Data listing
————

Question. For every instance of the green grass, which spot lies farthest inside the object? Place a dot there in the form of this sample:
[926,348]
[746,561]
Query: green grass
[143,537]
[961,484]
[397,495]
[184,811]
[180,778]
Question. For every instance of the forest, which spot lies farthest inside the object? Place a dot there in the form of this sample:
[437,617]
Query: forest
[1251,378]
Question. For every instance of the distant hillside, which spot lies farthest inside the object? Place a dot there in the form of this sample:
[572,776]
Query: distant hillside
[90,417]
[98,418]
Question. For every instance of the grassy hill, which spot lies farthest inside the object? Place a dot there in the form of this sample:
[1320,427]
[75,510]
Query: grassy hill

————

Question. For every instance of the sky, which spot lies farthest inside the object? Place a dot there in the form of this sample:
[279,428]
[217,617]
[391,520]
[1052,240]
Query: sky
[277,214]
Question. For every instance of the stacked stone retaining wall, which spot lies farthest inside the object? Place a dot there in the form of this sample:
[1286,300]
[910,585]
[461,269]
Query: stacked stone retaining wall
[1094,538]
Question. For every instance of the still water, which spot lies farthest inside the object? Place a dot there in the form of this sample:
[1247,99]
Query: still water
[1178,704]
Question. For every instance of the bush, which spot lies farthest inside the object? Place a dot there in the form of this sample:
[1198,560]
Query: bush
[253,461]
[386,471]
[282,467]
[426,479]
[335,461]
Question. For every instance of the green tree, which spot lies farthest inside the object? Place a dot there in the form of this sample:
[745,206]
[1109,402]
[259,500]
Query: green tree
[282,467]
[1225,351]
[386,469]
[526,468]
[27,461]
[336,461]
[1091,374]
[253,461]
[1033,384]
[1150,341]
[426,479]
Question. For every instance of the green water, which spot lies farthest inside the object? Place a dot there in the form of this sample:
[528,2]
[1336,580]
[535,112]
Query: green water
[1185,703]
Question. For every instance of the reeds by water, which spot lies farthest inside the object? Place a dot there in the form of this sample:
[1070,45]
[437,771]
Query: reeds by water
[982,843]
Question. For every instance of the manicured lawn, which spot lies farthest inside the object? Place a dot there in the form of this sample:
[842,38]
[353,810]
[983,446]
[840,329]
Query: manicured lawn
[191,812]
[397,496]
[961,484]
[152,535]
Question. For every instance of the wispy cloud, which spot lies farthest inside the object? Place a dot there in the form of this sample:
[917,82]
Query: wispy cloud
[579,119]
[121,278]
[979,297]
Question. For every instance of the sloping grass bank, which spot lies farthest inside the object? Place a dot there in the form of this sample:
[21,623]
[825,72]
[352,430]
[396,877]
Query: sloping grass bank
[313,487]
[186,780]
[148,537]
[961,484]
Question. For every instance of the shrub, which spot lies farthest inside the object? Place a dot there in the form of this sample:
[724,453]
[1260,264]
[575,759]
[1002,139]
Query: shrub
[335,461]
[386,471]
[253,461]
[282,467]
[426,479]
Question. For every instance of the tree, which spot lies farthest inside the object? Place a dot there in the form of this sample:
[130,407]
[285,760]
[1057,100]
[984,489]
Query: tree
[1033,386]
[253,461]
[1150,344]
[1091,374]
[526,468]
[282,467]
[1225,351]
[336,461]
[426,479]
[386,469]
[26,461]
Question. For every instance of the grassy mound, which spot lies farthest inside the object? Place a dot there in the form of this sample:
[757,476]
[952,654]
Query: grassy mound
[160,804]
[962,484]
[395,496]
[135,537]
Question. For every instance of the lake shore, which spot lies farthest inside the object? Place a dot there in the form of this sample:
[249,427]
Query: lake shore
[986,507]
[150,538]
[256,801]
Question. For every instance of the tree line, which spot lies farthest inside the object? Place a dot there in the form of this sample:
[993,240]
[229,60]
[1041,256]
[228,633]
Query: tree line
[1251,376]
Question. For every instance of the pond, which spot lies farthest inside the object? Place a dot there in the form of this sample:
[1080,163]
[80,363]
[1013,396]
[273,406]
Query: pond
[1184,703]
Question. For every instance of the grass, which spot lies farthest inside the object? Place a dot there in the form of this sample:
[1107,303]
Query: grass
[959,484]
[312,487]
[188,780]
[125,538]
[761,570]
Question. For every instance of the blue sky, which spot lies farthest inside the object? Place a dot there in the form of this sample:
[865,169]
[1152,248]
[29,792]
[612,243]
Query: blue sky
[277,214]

————

Extract every line of the entries that contains the string "shrub", and match case exactly.

## RESPONSE FOR THIS EXERCISE:
Question. For every instance of the shrub, which spot lies farthest inside the object? Place a dot there in the form of this sample:
Query: shrub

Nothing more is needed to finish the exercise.